:: Supplied passage ::

# How many times a day should I be feeding?



## AdrianVall (Aug 26, 2010)

Hey guys,

Quick question..

I'm taking my dogs off Prey Model Raw due to the extreme inconvenience for us. Its just a LOT of work and we live a very busy life. It has worked WONDERFULLY for the last 3 1/2 years but I've decided to switch back to kibble.

So, with that said..

I have a 4 year old, 80 lb Boxer and we are feeding him about 2 1/2 - 3 cups of Evo. On raw, he was eating once a day at night. Is it ok to continue that feeding schedule? I just gave him his first meal of kibble and it was about 2 1/2 cups. I know a lot suggest twice a day, but he's been at one a day for the last 3 1/2 years.

Anyway, any suggestions or input would be greatly appreciated.

Thanks,
Adrian


----------



## apriliamille (Aug 28, 2013)

holy smokes 80 pound boxer ?

:::
:: Provided data ::

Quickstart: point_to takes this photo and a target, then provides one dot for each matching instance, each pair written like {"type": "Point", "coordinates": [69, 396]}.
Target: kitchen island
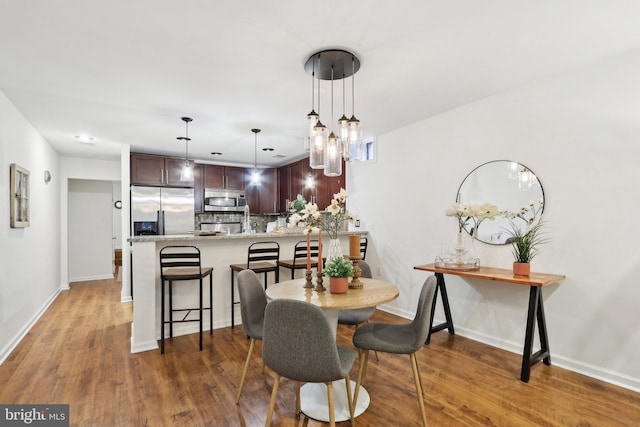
{"type": "Point", "coordinates": [217, 252]}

:::

# [Exercise requirements]
A - List every detail the first post in the dog-feeding thread gives about the Boxer's age, weight, amounts eaten, and meal schedule.
B - In the dog-feeding thread, what diet is the original poster taking the dogs off of?
C - Set down the part of the dog-feeding thread between "# How many times" and "back to kibble.", inclusive.

# [Solution list]
A -
- He is 4 years old.
- He weighs 80 lb.
- He is being fed about 2 1/2 - 3 cups of Evo.
- On raw, he ate once a day at night.
- His first meal of kibble was about 2 1/2 cups.
- He has been at one meal a day for the last 3 1/2 years.

B - Prey Model Raw.

C -
# How many times a day should I be feeding?



## AdrianVall (Aug 26, 2010)

Hey guys,

Quick question..

I'm taking my dogs off Prey Model Raw due to the extreme inconvenience for us. Its just a LOT of work and we live a very busy life. It has worked WONDERFULLY for the last 3 1/2 years but I've decided to switch back to kibble.